- [WORK REQUIRED]: Would you please output the lines of the data below from the one containing "Target: ripple on water" to the end, exactly and with nothing added?

Collected data:
######

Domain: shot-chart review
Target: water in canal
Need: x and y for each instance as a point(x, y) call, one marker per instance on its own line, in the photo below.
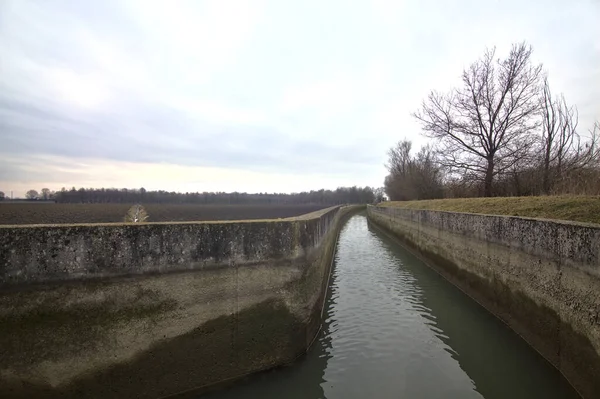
point(394, 328)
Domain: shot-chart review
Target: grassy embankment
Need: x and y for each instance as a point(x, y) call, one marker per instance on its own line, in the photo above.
point(575, 208)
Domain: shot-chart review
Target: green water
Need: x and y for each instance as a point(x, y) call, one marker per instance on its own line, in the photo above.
point(395, 329)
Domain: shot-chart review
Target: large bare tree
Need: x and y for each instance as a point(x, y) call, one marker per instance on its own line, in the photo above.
point(484, 126)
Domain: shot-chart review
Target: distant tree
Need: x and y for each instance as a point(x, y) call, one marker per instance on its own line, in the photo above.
point(136, 214)
point(45, 194)
point(32, 194)
point(379, 195)
point(484, 127)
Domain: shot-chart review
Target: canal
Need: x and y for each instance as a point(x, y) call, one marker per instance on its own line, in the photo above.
point(394, 328)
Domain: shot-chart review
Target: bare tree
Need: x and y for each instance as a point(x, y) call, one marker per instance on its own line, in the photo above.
point(484, 126)
point(564, 151)
point(31, 194)
point(45, 193)
point(136, 214)
point(412, 177)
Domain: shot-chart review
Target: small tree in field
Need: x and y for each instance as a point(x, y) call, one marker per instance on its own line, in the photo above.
point(136, 214)
point(486, 125)
point(32, 194)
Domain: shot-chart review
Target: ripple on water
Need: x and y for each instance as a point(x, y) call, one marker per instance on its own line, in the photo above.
point(393, 328)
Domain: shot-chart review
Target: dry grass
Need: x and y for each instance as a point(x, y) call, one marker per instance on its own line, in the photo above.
point(34, 213)
point(575, 208)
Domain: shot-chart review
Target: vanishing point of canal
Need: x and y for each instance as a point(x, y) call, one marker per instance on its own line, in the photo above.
point(394, 328)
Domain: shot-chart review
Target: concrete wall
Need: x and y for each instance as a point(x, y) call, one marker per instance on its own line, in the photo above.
point(151, 310)
point(541, 277)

######

- [ANSWER TO THE EXERCISE]:
Target: ripple on water
Need: x and y for each instance as a point(x, y) call, one marker per instance on its own line, in the photo above.
point(393, 328)
Domain: shot-chart review
Target: dry grass
Need: x and y for each instance as a point(x, y) call, one marker per instance on its own line, in the photo above.
point(34, 213)
point(575, 208)
Domain: shot-chart review
Target: vanishing point of canal
Need: x and y for each instance as a point(x, y) call, one marker per instance on its own line, in the photo above.
point(394, 328)
Domain: shot-chart review
Target: concrete wall
Need: x and y for each instance as a point(x, y) call, one marker per instance on its own line, in the photo above.
point(151, 310)
point(541, 277)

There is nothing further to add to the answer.